◆ TASK INPUT
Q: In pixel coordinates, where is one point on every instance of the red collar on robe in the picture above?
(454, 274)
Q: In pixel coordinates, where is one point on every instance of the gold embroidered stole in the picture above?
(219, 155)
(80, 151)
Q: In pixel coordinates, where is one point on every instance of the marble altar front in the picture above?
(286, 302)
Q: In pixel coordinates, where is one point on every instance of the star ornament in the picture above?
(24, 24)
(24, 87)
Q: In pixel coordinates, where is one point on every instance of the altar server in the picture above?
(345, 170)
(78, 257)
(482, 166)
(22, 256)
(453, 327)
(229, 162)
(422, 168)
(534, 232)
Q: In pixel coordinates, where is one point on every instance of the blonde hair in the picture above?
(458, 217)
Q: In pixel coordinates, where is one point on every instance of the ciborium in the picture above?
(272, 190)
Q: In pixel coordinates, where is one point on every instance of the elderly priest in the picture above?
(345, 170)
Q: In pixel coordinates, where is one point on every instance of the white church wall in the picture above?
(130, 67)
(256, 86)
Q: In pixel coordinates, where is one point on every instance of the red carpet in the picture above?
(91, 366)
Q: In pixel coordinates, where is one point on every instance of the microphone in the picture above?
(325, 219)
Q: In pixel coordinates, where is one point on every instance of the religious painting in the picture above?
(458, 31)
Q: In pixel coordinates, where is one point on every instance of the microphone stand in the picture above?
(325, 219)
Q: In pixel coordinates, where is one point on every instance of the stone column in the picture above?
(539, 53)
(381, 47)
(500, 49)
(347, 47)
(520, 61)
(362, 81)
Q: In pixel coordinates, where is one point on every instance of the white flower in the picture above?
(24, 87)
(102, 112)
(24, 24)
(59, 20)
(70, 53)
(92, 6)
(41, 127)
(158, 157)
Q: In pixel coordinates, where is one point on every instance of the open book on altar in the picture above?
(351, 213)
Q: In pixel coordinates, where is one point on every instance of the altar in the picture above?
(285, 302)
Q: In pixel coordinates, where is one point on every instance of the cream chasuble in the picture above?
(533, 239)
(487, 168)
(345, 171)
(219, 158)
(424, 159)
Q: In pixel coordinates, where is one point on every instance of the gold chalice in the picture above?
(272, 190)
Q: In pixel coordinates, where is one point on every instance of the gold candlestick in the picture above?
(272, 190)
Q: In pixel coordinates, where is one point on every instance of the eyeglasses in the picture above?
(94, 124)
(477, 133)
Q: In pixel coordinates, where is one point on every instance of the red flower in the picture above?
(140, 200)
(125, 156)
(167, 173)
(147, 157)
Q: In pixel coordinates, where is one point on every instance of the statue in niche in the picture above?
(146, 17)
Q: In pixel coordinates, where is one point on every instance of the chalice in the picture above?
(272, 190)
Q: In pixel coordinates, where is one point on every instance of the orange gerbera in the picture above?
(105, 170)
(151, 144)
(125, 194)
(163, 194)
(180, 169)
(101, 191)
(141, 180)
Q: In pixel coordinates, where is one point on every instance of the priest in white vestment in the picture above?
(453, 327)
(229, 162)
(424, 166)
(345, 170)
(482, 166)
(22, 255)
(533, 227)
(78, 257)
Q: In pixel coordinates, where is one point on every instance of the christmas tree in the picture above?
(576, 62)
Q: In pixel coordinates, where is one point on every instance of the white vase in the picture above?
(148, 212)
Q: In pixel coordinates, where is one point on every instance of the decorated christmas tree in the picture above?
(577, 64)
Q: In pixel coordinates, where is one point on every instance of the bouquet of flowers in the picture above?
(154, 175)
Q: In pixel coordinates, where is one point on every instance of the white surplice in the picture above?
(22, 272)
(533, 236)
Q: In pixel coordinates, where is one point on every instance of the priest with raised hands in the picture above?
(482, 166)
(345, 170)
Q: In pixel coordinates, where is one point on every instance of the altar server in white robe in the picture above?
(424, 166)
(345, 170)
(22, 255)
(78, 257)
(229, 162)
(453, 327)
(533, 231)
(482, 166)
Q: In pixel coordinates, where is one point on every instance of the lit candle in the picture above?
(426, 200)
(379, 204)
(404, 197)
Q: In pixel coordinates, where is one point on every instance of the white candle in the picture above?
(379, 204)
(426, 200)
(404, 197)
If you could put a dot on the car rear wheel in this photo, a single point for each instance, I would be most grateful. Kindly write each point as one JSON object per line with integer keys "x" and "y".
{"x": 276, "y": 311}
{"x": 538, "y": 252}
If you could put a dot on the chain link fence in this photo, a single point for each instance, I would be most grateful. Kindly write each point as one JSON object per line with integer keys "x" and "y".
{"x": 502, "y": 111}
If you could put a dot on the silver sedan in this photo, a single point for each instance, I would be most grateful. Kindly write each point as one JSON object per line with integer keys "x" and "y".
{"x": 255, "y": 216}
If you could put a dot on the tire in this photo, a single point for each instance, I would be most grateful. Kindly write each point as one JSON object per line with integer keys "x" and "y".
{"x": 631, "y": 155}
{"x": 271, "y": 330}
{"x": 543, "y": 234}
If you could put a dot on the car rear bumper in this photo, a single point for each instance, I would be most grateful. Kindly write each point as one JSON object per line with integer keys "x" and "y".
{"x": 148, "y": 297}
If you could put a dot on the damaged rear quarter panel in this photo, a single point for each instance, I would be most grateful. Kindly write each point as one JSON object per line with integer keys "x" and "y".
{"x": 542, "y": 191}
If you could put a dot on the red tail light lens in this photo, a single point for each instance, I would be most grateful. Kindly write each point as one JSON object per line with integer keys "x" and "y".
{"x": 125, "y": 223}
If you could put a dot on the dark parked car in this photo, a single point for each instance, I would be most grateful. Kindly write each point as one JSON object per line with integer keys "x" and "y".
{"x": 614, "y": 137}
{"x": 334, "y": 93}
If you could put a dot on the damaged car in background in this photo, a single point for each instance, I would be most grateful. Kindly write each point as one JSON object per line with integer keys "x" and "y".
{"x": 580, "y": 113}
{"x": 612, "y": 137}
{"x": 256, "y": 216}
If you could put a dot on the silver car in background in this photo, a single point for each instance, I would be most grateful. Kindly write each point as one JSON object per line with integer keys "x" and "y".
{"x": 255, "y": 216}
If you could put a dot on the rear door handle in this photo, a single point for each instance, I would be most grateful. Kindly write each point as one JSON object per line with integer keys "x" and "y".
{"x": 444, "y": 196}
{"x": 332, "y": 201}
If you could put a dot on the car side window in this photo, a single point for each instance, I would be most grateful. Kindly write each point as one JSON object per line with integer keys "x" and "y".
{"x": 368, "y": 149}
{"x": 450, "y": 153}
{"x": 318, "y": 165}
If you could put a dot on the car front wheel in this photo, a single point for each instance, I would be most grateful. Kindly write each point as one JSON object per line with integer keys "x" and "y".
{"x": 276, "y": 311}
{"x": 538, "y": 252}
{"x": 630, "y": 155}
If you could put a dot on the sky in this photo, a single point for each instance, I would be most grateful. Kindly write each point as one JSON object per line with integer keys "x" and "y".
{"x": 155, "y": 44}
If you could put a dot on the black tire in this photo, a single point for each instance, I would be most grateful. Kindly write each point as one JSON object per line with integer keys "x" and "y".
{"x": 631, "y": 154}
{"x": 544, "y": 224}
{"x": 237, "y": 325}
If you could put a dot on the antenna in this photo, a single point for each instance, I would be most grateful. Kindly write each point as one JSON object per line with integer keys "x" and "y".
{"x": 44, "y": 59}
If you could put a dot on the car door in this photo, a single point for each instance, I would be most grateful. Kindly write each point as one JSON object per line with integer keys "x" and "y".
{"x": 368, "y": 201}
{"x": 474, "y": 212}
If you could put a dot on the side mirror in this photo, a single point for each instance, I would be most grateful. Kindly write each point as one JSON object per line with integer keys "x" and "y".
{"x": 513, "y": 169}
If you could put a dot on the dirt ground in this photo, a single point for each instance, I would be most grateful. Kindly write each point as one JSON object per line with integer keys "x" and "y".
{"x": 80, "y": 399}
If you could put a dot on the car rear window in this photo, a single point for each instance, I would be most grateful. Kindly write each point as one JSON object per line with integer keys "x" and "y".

◆ TASK DESCRIPTION
From the line with "If you could put a dot on the sky" to the last line of the material, give every line again exactly, and only those lines.

◆ WRITTEN RESPONSE
If you could put a dot on the sky in this photo, a single point for each instance, I would be most grateful. Kindly write each point as one JSON object per line with integer keys "x" and "y".
{"x": 155, "y": 44}
If you could put a dot on the black tire in this photo, a single point for each instance, I would be most grateful. Kindly write each point as one JSON object per line with integer keys "x" and "y".
{"x": 631, "y": 154}
{"x": 544, "y": 224}
{"x": 237, "y": 325}
If you could put a dot on the antenna in this photo, a single point for each instance, I would be most grateful. Kindly write each point as one JSON object per line with integer keys "x" and "y".
{"x": 44, "y": 59}
If you could put a dot on the car door in this photo, a single point for each instance, I would be most grateful. Kindly write each point as one JSON object per line with integer keys "x" and "y".
{"x": 368, "y": 201}
{"x": 474, "y": 212}
If you could put a dot on the side mirror in this photo, a single point for each instance, I would be most grateful. Kindly write each point as one JSON object per line with integer keys "x" and "y".
{"x": 513, "y": 169}
If you could put a dot on the dirt ground in this photo, a single point for each instance, I would be most grateful. Kindly write each point as one JSON object per line with integer keys "x" and "y".
{"x": 80, "y": 399}
If you could put a dot on the car rear window in this photo, a single point for each instance, I would be most grateful. Kindly write each point as one JSON object per line with integer keys "x" and "y".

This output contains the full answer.